— Begin STORED DATA —
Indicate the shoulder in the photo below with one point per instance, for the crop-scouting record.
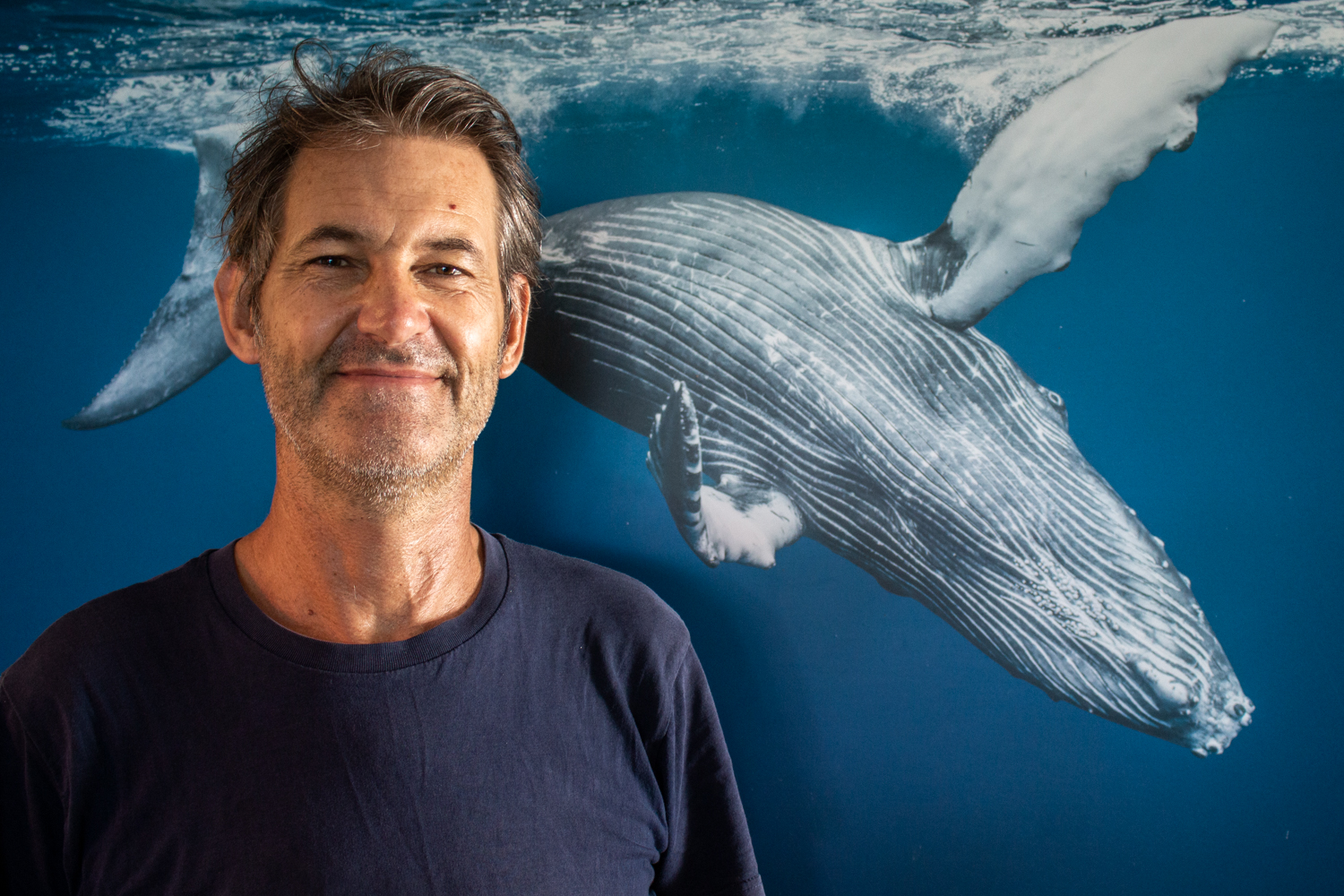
(610, 606)
(108, 637)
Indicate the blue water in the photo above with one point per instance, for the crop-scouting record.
(1195, 338)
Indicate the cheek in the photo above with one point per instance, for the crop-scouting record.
(473, 327)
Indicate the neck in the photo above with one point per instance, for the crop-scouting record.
(339, 568)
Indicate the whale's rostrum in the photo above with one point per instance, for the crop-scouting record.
(796, 378)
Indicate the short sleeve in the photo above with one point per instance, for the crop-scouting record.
(709, 849)
(31, 815)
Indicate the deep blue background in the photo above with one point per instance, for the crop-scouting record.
(1195, 339)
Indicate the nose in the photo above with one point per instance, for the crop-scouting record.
(392, 309)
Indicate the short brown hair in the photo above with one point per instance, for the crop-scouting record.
(351, 104)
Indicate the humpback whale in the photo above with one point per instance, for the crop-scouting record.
(798, 379)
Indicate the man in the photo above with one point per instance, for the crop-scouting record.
(368, 694)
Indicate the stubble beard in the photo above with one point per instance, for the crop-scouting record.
(386, 466)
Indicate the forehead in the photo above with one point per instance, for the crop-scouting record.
(392, 187)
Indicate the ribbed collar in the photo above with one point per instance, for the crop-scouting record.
(359, 657)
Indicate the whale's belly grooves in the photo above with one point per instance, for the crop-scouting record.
(921, 452)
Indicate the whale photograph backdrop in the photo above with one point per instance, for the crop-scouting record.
(847, 304)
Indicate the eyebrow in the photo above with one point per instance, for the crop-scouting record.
(336, 233)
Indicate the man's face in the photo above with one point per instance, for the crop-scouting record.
(381, 324)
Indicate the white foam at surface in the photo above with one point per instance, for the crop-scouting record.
(964, 69)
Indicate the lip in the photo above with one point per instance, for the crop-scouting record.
(390, 376)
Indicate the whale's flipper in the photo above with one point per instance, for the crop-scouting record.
(183, 341)
(1023, 207)
(736, 521)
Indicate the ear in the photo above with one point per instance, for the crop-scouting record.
(516, 325)
(234, 317)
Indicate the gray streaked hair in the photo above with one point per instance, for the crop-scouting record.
(383, 94)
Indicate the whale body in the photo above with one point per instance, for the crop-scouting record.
(918, 452)
(800, 379)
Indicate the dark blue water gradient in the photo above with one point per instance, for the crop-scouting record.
(1195, 339)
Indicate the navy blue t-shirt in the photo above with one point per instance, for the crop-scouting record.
(556, 737)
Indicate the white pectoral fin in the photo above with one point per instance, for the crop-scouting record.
(736, 521)
(1023, 207)
(183, 340)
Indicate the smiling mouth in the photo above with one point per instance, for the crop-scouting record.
(392, 376)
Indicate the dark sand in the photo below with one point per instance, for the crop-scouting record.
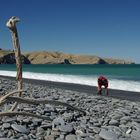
(127, 95)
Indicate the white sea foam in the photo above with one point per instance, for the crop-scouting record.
(78, 79)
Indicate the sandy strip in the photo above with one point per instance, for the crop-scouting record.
(127, 95)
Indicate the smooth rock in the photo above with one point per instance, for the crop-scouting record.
(108, 135)
(66, 128)
(19, 128)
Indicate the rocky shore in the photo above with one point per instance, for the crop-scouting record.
(106, 118)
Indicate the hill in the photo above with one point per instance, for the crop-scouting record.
(44, 57)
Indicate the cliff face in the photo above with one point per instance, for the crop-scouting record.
(8, 57)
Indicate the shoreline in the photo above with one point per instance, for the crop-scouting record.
(92, 90)
(104, 117)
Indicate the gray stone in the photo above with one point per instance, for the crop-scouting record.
(114, 122)
(6, 125)
(71, 137)
(57, 121)
(19, 128)
(108, 135)
(66, 128)
(135, 134)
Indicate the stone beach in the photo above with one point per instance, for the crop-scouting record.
(106, 118)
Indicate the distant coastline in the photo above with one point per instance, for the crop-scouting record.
(44, 57)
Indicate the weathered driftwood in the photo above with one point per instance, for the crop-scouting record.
(43, 101)
(13, 113)
(11, 24)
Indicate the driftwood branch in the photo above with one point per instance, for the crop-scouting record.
(24, 114)
(43, 101)
(11, 24)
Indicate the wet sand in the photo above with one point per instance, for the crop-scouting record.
(127, 95)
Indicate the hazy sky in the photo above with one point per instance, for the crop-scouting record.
(106, 28)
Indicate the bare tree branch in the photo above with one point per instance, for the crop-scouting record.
(11, 24)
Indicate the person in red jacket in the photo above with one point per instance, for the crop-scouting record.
(102, 81)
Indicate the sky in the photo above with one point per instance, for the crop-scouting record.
(104, 28)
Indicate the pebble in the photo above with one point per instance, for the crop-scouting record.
(108, 135)
(19, 128)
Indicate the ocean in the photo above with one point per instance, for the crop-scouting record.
(122, 77)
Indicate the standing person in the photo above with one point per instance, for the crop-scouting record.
(102, 81)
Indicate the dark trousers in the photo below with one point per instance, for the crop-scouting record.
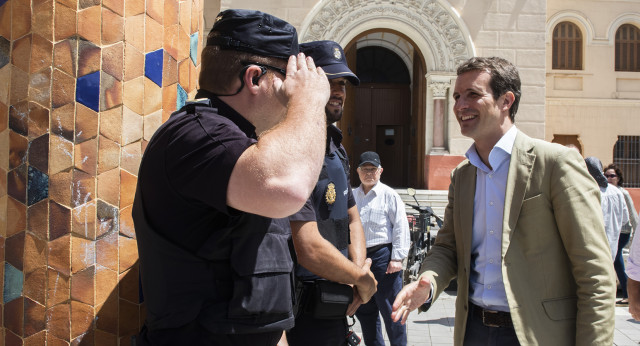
(477, 334)
(618, 263)
(369, 314)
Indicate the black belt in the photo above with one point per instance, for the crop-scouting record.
(491, 318)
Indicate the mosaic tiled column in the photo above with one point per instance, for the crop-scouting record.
(83, 86)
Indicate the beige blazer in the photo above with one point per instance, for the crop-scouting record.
(557, 269)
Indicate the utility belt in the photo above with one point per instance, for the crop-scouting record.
(322, 299)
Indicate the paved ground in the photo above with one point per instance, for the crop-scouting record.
(435, 327)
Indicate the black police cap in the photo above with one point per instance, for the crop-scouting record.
(254, 32)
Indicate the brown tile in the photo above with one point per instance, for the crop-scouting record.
(113, 60)
(14, 315)
(86, 156)
(111, 124)
(35, 253)
(133, 96)
(65, 22)
(42, 17)
(131, 126)
(63, 89)
(14, 250)
(59, 321)
(21, 53)
(133, 26)
(107, 251)
(58, 288)
(106, 284)
(59, 220)
(88, 58)
(128, 249)
(89, 24)
(83, 220)
(16, 217)
(65, 56)
(133, 62)
(109, 155)
(62, 122)
(34, 314)
(83, 285)
(35, 285)
(110, 92)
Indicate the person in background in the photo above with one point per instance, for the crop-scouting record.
(614, 177)
(386, 231)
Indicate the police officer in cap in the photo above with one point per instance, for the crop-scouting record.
(215, 188)
(327, 233)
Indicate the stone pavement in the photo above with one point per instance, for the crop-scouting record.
(435, 327)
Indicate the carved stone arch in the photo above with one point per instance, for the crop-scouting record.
(438, 32)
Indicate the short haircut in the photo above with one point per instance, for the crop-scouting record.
(504, 77)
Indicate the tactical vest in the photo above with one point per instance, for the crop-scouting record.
(239, 280)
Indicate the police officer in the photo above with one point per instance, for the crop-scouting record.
(327, 233)
(214, 185)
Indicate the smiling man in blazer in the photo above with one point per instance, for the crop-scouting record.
(523, 230)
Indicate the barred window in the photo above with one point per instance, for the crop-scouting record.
(628, 48)
(626, 155)
(567, 47)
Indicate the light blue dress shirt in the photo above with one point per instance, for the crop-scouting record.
(486, 284)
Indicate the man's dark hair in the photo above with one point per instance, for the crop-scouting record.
(504, 77)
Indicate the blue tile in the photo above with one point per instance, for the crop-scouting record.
(13, 282)
(194, 48)
(88, 90)
(37, 187)
(182, 97)
(153, 66)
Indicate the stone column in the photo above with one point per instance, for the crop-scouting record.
(83, 86)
— End STORED DATA —
WHAT THE TASK ASKS:
Can you recast the data from the line containing "Indicate the blue tile" through the end of the data, both included, as a Markdown table with the columns Row and Line, leaving out any blank lines?

TASK RESULT:
| Row | Line |
|---|---|
| 1 | Indicate the blue tile in the photo above with one point per instance, for the crop-scouting record. |
| 2 | (13, 282) |
| 3 | (194, 48) |
| 4 | (88, 90) |
| 5 | (37, 187) |
| 6 | (182, 97) |
| 7 | (153, 66) |
| 8 | Indicate the stone column in the photo above with one point per instance, for the crop-scouting record. |
| 9 | (83, 86) |